Given data ▸
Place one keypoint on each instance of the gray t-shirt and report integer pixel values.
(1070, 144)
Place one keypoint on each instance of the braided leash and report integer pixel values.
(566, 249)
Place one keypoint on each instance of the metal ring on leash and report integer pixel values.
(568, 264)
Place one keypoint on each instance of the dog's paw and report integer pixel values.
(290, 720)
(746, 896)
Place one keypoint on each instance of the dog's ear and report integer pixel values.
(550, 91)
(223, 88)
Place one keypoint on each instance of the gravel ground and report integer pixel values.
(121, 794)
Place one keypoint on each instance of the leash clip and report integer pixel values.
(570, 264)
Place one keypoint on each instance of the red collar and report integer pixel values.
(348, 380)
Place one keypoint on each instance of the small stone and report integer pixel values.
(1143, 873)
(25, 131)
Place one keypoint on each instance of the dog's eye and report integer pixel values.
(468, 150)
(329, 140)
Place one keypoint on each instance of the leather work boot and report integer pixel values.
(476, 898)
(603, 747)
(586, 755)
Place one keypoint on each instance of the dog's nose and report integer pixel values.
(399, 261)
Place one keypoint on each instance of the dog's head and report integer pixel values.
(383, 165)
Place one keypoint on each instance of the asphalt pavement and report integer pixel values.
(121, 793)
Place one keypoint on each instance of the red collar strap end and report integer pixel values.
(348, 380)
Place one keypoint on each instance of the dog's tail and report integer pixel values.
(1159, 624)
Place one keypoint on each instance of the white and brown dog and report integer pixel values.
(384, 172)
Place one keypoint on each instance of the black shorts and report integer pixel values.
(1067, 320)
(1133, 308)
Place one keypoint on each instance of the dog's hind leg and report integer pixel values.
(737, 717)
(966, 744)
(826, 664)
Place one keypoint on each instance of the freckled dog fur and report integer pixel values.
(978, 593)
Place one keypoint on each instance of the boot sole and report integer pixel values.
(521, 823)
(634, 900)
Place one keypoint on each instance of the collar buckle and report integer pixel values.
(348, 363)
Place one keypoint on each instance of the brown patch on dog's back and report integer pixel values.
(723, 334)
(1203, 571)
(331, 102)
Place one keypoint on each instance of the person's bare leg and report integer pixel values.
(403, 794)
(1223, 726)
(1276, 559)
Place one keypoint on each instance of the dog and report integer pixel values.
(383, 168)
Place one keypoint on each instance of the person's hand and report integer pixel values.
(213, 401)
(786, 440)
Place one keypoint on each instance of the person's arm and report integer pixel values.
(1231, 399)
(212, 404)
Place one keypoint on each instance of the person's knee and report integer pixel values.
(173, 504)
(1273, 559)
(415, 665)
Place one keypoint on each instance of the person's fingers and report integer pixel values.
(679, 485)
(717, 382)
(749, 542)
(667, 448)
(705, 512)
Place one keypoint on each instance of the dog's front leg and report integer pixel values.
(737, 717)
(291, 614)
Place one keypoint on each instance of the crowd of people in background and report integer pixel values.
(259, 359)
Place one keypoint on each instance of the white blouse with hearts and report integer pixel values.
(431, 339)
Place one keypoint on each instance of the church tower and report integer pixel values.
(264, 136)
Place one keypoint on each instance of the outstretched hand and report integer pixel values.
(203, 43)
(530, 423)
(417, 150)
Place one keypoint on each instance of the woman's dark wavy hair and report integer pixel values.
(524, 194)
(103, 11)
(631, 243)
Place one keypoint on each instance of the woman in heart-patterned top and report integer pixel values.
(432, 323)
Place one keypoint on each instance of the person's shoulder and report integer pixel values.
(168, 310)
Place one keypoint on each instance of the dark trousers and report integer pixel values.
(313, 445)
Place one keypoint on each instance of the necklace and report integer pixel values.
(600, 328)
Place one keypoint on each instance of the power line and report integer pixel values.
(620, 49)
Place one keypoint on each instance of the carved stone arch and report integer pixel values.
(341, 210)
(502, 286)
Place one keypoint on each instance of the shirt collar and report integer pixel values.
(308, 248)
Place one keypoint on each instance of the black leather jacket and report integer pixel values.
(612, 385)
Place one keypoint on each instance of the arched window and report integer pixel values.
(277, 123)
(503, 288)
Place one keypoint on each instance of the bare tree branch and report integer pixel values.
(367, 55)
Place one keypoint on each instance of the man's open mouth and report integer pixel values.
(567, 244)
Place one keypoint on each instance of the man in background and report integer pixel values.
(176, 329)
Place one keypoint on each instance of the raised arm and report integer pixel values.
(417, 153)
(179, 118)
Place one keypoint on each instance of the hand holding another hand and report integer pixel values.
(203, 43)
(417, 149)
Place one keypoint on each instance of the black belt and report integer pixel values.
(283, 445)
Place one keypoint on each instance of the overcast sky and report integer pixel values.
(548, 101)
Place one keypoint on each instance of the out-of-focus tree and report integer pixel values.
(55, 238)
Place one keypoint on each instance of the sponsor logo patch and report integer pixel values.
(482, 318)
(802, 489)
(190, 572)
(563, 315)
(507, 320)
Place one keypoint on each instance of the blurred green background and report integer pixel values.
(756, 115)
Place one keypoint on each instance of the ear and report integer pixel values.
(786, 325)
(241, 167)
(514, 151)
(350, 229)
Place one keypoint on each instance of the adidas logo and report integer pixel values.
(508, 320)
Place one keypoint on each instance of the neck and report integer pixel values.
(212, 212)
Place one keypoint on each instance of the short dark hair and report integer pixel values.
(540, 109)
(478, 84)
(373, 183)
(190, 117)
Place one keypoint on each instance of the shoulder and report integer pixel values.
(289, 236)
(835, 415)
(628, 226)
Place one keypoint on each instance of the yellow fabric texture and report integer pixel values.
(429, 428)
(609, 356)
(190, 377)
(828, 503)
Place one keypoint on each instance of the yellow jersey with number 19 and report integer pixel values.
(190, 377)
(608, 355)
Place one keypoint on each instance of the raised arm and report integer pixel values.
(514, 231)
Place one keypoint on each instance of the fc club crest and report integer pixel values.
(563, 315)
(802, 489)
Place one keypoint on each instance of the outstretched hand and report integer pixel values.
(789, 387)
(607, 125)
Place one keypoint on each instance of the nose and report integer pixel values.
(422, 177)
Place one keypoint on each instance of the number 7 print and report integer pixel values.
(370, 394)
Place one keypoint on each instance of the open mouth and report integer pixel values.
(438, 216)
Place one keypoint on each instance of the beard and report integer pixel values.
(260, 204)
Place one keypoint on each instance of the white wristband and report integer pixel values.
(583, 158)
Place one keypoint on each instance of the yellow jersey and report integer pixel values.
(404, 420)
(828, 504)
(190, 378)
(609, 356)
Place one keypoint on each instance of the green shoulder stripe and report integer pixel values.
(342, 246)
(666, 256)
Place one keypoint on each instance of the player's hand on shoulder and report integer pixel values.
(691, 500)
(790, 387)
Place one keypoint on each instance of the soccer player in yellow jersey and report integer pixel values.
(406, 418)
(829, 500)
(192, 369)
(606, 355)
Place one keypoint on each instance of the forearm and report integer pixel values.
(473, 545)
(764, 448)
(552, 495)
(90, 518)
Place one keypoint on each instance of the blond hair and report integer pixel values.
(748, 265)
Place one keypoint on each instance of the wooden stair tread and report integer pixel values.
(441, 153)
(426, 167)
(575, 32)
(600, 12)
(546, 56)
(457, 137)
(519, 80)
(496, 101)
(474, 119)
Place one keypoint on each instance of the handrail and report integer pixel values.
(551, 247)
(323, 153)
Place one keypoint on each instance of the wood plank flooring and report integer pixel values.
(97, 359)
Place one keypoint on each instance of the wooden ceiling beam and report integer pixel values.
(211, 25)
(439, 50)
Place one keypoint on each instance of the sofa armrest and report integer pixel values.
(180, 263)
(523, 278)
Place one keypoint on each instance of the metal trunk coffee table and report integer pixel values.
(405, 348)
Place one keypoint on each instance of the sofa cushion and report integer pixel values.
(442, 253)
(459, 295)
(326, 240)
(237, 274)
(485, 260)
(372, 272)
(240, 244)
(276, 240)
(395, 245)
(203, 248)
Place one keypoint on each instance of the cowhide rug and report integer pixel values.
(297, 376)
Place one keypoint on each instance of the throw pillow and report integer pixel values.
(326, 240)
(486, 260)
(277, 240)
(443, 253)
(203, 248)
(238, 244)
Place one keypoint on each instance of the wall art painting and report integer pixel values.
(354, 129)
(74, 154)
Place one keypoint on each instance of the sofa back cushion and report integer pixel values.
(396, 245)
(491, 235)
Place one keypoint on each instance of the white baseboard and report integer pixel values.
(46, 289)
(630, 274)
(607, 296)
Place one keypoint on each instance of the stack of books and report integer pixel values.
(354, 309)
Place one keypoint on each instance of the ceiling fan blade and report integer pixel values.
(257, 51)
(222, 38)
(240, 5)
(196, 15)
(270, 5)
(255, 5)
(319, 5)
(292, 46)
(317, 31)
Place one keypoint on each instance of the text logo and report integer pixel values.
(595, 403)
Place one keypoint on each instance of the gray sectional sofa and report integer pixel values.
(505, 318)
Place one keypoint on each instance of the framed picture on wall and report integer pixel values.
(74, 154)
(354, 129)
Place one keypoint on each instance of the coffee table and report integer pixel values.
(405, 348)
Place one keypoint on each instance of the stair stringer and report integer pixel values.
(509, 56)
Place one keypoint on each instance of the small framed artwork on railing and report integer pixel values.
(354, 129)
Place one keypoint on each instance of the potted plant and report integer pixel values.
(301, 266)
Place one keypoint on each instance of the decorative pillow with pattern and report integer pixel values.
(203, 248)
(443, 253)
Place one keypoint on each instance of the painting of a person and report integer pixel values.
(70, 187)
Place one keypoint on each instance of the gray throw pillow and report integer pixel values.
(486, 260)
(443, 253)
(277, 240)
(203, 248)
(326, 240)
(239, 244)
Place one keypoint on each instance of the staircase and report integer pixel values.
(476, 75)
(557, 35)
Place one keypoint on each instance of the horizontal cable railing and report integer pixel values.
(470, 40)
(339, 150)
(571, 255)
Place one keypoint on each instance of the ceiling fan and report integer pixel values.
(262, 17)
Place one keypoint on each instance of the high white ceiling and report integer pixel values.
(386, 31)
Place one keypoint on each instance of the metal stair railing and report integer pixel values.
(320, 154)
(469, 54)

Problem ▸ Your answer should consist only of the lines from the one with "Place one keypoint on each instance of the stair stringer" through the end of the data above, reproduced exactly.

The solution ▸
Place one keypoint on each instance of the stair stringer and report integer pixel values.
(509, 56)
Place one keypoint on each instance of the small framed artwork on railing and report integer pixel values.
(354, 129)
Place one keypoint on each instance of the potted plant and report integer pixel values.
(301, 266)
Place one keypoint on each instance of the decorative pillow with pattern and report integer pixel values.
(203, 248)
(443, 253)
Place one keypoint on each instance of the painting of a person and report integer pixel values.
(70, 187)
Place one keypoint on each instance of the gray throw pillow and report integer pixel values.
(486, 260)
(443, 253)
(277, 240)
(203, 248)
(326, 240)
(239, 244)
Place one keypoint on each instance of the staircase and report integer pixel values.
(476, 75)
(557, 35)
Place one keypoint on each instance of the horizontal cable railing and report integer pixel values.
(470, 40)
(339, 150)
(571, 255)
Place one keypoint on each instance of the ceiling fan and report integer pixel values.
(262, 17)
Place one keypoint on each instance of the high white ceiling and report integer pixel values.
(386, 31)
Place one keypoint on each instance of the metal stair railing and report integer pixel values.
(320, 154)
(469, 54)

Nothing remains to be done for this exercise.